Фадеев описал дальнейшую судьбу Герасимовой так: «И вот через некоторое время мы встретили словно прежнюю Марианну, к которой опять вернулась человеческая речь, улыбка и вера в завтрашний день. Она поселилась через двор, в том же доме, где жил я, у своей матери, и отдала свой паспорт коменданту в прописку. Комендант через день сказал ей:
— Товарищ Герасимова, начальник паспортного стола хотел бы лично с вами поговорить, хотя вы и живете в доме НКВД.
— Как же вы, товарищ Герасимова, — сказал начальник паспортного стола, — такой опытный человек и не знаете порядок. Ведь мы же с вами бывшие коллеги. Я вас знаю давно и многое о вас слышал. Но ничего для вас сделать не могу. У вас же в паспорте стоит другая литера.
— Что за литера? — побледнев и стараясь казаться спокойной, спросила Марианна.
— А такая литера, которую вы сами прописывали людям. Эта литера не дает вам права жить в Москве, а только за сто километров от столицы.
— Как же так? — растерянно спросила Марианна. — Как же мне быть? К кому я должна обратиться? Мне же обещали…
— Вы можете обратиться лично к товарищу Берии, чтобы было принято специальное разрешение об оставлении вас в Москве. А пока я вам дам временную прописку на две недели».
Лидия Либединская вспоминала: «Когда через несколько дней мы вновь пришли к Герасимовым, я не сразу узнала Мурашу. Она лежала на диване бледная, голова ее была туго перевязана мокрым полотенцем, — снова начались страшные, доводящие до потери сознания припадки головной боли. Разговаривала она мало и неохотно, все больше слушала, редко смеялась, — в ней словно погасло что-то.
— Что случилось?
— Должны были привезти из милиции ее паспорт, и вот до сих пор не привезли. Мураша твердит, что ее снова арестуют. Мы не знаем, как ее успокоить, — ответила Валя.
Друзья делали все, что могли. Приезжал Фадеев и, чтобы отвлечь ее, читал новые главы из романа "Молодая гвардия", Сергей Герасимов предлагал устроить Мурашу на Мосфильм. От работы она не отказывалась, но говорила, что хочет немного отдохнуть.
Мы не знали тогда, как мучили ее в тюрьме, пытаясь заставить подписать ложные показания на друзей и близких. Ей не давали пить, спать, ее заставляли стоять до тех пор, пока не начинала идти кровь из почек. Мураша ничего не подписала.
— Второй раз я этого не выдержу, — сказала она сестре.

- **Исходные строки**
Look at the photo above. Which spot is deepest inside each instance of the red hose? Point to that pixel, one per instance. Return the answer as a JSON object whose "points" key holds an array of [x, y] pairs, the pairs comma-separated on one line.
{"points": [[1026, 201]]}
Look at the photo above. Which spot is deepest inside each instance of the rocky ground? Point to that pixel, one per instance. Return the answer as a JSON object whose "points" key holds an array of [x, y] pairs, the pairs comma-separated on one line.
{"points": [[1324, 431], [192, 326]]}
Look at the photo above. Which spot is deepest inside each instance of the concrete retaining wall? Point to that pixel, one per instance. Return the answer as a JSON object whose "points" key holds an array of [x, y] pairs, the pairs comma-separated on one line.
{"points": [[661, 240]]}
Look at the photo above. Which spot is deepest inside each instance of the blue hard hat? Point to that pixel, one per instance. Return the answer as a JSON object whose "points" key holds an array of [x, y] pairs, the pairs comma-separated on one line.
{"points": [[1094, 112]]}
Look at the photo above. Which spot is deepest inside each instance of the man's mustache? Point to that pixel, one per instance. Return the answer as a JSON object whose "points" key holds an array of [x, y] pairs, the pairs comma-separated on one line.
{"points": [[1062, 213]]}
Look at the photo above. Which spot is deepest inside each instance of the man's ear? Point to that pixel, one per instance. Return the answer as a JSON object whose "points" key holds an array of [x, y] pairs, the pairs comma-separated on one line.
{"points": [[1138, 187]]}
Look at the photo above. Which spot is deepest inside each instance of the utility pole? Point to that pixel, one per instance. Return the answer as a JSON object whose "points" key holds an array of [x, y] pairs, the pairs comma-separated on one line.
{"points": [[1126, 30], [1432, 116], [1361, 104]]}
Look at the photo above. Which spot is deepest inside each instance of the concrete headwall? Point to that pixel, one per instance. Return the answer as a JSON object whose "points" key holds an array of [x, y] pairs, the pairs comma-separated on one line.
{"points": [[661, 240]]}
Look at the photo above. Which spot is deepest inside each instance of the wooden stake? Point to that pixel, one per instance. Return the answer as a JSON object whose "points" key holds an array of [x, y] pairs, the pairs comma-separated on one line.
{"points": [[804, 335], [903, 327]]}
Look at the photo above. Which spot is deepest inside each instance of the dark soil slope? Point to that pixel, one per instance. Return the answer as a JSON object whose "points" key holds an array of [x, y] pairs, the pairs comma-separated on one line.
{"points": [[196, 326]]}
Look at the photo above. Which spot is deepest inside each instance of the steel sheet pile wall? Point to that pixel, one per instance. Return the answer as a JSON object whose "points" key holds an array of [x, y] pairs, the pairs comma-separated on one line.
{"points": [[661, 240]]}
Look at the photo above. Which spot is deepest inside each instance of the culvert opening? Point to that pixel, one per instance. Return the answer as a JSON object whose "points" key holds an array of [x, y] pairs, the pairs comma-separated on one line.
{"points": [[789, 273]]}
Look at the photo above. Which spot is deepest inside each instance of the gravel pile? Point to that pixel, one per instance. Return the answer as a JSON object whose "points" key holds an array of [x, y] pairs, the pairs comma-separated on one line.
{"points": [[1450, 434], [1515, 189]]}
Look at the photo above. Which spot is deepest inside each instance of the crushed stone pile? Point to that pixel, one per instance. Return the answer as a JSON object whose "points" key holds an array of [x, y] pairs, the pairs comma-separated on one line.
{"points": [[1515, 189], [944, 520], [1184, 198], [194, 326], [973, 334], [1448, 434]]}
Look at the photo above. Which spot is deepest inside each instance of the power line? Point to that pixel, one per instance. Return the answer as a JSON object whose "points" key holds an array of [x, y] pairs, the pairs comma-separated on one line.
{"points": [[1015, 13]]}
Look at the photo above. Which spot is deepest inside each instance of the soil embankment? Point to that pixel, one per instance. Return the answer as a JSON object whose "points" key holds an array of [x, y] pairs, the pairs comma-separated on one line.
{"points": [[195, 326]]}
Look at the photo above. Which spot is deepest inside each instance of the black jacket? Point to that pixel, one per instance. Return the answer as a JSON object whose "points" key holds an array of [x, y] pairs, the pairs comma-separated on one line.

- **Задание**
Отредактируйте в тексте о Марианне Герасимовой отрывок со слов «Друзья делали все, что» до слов «сказала она сестре.»: перепишите его, заменив «в тюрьме» на «на допросах».

- **Ответ к заданию**
Друзья делали все, что могли. Приезжал Фадеев и, чтобы отвлечь ее, читал новые главы из романа "Молодая гвардия", Сергей Герасимов предлагал устроить Мурашу на Мосфильм. От работы она не отказывалась, но говорила, что хочет немного отдохнуть.
Мы не знали тогда, как мучили ее на допросах, пытаясь заставить подписать ложные показания на друзей и близких. Ей не давали пить, спать, ее заставляли стоять до тех пор, пока не начинала идти кровь из почек. Мураша ничего не подписала.
— Второй раз я этого не выдержу, — сказала она сестре.